So highly respected and formerly high-paid animators like Shamus Culhane (to see interview: click here), Art Babbit, Preton Blair, Zach Schwartz, and David Hiberman among others found there future paychecks creating animated commercials. I've spent the last four decades searching for many of those lost and forgotten commercials. Most of the time they were discarded by studios, producers and networks that had no need for them.

Growing up in the 1950s brings to mind many memorable animated characters that captured our Boomer hearts and whet appetites to urge our parents to buy their products. Boomers may recall Speedy the singing Alka Seltzer tablet, the Hamms Beer Bear, the Ajax Elf's, the Cheerios Kid, Bucky Beaver for Ipana toothpaste, Trix cereal rabbit, Kembler Elf and the list runs on.

The Disney Studios plan of a attack was to create two types of commercials. There would be those that would feature the classic stable of Disney characters catering to sponsors supporting the Disneyland television program like Peter Pan Peanut Butter, American Motors and Derby Foods. These spots incorporated characters like Mickey Mouse, Peter Pan, Tinker Bell, Pluto, Donald Duck, Jiminy Cricket, Alice, the Cheshire Cat, Dumbo and the Mad Hatter, among others. Then there was the second group Disney that produced for other companies like Tommy Mohawk for Mohawk Carpets, Fresh Up Freddie for the 7-Up soft drink and others.

## [Directives]
a) Pull out each line from the entries below that contains the word "ridge".
b) Continue the passage on 1950s animated TV commercials above, starting right after its final sentence.

## [Extracted data]

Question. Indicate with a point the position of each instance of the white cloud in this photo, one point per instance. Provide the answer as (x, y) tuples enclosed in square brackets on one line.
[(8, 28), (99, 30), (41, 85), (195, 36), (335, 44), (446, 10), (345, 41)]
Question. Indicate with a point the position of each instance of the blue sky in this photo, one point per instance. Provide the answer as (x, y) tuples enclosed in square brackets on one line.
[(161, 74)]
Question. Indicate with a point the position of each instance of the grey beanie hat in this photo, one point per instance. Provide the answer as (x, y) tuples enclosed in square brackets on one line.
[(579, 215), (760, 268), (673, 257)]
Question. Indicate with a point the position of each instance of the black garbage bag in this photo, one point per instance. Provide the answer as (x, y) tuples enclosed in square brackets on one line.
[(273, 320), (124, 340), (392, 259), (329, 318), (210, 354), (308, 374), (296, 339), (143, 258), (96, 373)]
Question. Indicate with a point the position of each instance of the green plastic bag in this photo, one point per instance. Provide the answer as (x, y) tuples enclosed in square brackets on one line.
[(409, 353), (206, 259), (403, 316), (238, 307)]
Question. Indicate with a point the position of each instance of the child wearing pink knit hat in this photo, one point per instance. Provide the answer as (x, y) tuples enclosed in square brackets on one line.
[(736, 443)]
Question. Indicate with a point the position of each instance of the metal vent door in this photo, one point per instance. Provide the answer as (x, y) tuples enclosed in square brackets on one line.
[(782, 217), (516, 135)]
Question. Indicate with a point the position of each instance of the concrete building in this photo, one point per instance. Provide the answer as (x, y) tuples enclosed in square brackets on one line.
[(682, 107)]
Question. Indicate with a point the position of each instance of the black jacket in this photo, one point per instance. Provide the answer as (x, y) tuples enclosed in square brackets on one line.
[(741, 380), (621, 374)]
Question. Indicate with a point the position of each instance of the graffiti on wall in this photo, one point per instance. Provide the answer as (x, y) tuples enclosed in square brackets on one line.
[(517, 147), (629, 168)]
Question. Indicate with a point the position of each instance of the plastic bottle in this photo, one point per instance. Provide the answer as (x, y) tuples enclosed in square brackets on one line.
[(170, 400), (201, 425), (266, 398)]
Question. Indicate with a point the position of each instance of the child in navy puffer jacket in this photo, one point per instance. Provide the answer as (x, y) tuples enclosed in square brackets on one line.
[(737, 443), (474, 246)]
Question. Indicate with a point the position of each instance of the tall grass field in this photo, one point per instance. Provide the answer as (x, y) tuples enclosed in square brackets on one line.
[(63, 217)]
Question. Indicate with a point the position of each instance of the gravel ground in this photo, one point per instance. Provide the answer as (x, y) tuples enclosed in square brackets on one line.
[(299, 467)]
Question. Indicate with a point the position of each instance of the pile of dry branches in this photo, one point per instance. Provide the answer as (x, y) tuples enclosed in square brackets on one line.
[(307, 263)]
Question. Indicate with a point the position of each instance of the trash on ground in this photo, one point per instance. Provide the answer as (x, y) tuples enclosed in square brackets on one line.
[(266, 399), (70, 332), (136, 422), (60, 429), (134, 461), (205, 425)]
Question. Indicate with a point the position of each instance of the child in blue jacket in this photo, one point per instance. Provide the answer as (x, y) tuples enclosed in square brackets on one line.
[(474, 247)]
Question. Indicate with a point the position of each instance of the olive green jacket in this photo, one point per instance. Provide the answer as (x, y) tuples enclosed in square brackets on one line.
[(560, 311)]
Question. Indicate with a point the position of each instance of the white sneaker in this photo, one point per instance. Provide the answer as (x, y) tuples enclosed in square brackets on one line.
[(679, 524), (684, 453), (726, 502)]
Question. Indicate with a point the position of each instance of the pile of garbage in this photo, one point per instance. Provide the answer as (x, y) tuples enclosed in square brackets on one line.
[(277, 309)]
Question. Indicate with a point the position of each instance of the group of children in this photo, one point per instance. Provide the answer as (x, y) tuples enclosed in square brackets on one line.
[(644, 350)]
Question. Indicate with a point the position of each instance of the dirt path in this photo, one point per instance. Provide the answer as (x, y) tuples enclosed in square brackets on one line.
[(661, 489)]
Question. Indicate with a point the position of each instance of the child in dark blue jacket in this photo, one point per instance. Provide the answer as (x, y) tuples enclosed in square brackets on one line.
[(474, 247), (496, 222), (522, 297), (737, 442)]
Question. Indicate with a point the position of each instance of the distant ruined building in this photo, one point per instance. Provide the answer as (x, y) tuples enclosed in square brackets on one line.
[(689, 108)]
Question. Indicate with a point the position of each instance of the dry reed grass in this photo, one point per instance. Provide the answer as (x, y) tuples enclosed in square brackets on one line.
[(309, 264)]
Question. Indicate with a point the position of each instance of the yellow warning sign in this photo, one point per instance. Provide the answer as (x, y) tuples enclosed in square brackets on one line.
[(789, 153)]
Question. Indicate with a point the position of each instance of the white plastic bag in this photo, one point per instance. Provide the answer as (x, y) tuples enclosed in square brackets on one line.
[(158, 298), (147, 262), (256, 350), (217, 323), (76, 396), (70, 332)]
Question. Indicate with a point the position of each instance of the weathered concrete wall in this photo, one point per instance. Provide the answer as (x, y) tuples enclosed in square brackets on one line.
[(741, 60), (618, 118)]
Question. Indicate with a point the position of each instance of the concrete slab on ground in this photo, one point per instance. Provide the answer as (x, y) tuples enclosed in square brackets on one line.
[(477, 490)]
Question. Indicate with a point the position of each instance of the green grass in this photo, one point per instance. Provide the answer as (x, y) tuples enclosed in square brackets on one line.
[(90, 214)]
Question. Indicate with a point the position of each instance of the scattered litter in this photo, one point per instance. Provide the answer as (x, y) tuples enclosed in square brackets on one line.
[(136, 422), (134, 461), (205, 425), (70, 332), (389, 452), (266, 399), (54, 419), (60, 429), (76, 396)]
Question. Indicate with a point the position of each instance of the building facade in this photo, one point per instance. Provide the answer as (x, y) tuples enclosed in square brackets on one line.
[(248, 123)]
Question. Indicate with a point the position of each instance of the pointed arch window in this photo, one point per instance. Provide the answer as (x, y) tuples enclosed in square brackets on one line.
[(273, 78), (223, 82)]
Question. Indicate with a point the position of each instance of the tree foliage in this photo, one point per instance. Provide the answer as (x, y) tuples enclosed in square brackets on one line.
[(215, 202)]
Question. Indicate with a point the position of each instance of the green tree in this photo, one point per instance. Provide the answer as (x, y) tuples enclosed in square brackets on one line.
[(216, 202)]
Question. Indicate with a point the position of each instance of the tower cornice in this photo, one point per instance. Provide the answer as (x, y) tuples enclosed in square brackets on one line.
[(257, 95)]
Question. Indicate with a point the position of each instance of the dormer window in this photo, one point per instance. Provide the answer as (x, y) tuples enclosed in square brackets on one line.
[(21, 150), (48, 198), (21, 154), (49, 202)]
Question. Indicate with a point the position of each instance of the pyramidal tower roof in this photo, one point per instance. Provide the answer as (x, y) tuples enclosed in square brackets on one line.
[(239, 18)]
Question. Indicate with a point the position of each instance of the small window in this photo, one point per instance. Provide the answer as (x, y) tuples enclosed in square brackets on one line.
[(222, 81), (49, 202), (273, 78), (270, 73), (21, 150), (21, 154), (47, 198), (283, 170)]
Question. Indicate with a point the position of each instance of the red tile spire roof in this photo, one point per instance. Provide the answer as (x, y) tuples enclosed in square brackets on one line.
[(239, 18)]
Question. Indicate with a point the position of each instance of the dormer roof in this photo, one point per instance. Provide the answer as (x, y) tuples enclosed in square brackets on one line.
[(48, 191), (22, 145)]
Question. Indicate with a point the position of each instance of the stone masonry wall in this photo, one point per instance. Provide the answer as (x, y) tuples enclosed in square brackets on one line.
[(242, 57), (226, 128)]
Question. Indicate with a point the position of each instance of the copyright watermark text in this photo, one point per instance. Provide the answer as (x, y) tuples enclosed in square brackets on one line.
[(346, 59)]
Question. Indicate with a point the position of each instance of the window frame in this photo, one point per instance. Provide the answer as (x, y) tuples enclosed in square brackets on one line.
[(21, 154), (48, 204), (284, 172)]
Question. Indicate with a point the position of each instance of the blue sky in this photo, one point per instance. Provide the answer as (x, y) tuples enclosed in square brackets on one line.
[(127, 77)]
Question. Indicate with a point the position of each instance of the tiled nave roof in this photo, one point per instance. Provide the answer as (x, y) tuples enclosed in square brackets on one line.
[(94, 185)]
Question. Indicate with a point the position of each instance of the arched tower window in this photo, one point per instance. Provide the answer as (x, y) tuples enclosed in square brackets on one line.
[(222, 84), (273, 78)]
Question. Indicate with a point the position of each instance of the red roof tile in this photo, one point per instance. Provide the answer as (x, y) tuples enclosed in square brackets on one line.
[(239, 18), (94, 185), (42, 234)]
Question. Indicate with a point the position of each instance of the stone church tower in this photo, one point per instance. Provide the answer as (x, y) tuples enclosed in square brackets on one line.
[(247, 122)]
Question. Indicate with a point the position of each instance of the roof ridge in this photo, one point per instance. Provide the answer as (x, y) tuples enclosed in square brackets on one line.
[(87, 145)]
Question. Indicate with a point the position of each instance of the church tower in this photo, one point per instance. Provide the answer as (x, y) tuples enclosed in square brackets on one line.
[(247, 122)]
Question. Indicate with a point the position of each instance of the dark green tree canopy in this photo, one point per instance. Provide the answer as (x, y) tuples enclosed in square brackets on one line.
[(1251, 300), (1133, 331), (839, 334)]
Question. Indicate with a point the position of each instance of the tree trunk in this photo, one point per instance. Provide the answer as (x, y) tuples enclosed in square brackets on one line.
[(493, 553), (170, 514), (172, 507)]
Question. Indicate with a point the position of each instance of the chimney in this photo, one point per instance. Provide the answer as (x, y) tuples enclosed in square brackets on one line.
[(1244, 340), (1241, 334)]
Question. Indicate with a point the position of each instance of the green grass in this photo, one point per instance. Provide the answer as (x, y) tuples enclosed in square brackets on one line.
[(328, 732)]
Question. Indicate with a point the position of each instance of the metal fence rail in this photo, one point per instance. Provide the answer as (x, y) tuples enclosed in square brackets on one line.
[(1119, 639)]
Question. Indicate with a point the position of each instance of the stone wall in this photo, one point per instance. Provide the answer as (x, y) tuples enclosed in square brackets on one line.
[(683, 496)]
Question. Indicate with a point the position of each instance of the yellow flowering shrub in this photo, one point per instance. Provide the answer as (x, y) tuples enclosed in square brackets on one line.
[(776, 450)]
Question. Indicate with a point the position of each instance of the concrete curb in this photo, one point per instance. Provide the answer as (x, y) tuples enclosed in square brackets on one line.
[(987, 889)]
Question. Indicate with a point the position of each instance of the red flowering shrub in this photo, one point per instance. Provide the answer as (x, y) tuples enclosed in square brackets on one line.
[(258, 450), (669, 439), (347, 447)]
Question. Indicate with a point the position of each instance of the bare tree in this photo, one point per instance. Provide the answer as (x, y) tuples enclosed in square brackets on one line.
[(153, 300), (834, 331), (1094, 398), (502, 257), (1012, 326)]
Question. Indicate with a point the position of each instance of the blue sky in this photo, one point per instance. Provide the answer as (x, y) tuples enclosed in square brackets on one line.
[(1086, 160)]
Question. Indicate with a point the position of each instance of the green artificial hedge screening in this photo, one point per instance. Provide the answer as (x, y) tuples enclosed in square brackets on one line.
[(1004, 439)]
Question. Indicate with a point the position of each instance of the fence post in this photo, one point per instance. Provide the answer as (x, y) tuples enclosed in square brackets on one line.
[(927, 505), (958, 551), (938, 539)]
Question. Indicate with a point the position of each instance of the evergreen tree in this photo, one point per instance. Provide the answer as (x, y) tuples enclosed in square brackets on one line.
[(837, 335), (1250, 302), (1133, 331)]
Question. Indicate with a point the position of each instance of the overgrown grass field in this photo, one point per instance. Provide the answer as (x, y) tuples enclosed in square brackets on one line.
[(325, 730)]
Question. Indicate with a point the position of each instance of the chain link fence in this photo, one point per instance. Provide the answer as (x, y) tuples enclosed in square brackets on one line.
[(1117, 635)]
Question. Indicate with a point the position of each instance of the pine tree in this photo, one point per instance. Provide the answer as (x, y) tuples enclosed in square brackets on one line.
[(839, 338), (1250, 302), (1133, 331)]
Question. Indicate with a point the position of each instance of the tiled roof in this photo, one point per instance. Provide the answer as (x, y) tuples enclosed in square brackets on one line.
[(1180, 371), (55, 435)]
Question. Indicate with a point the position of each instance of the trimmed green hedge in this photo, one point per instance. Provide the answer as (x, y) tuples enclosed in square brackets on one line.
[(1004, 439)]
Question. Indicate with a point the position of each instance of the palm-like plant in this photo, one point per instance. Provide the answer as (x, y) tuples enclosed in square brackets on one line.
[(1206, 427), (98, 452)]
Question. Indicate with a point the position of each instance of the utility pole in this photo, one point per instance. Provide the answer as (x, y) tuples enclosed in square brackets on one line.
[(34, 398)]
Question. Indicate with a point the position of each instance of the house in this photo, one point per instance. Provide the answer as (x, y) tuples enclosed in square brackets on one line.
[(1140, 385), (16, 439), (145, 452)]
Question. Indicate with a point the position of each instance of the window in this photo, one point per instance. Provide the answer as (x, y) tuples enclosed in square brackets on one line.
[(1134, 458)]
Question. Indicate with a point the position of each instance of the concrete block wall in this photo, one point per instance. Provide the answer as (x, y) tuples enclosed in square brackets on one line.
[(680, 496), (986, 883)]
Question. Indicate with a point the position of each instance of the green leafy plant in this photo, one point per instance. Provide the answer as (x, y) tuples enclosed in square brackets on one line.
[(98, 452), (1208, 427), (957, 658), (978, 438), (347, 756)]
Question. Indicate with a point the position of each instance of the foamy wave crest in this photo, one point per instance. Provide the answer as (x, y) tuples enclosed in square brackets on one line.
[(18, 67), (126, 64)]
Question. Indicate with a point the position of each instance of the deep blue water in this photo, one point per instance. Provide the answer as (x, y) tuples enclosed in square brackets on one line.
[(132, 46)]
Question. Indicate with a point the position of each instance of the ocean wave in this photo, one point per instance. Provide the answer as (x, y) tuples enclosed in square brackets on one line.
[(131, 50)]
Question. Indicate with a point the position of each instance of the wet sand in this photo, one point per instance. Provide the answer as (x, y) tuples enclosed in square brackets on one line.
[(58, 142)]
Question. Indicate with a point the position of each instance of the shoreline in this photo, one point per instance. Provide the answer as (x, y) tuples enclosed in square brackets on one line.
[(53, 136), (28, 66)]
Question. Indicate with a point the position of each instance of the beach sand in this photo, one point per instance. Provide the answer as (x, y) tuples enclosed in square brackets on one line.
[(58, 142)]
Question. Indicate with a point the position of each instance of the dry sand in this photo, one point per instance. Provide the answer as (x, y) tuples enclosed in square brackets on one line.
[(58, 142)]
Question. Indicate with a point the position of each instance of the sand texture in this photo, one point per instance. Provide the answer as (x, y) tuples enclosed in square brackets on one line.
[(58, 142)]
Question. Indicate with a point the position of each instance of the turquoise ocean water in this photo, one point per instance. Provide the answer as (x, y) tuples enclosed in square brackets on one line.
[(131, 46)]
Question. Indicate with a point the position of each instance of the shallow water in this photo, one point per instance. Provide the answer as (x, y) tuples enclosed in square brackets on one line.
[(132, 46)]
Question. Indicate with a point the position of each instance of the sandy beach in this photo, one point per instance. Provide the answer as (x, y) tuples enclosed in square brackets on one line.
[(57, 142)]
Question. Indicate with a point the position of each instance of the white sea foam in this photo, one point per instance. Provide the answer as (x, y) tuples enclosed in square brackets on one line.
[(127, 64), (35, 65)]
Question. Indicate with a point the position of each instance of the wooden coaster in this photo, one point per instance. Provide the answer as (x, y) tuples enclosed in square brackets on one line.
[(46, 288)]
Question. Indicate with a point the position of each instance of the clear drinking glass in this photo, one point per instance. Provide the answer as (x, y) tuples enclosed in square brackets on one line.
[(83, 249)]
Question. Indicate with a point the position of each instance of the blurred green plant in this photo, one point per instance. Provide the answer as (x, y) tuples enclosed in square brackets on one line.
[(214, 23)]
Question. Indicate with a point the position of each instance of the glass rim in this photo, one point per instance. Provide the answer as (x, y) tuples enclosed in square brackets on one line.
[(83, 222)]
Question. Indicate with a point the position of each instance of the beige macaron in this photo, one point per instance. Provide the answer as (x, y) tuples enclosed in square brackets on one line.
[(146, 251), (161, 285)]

## [Written responses]
a)
Question. Indicate with a point the position of each instance of the roof ridge in this photo, one point per instance. Provide the answer as (x, y) tuples enclosed in square brackets on one line.

b)
The niece of  Walt Disney's wife, Phyllis Bounds, teamed up with her husband George Hurrell to start their own television adverting company at the Disney Studio. Hurrell at the time was best known for his glamorous style of photography of Hollywood movie stars in the 1940's.  Their production company utilized the Disney staff in 1952.

One of the leading story men at Disney was Bill Peet. After he had an argument with Walt Disney on a section of Sleeping Beauty, he was banished the following day to work on the Peter Pan Peanut Butter TV commercials.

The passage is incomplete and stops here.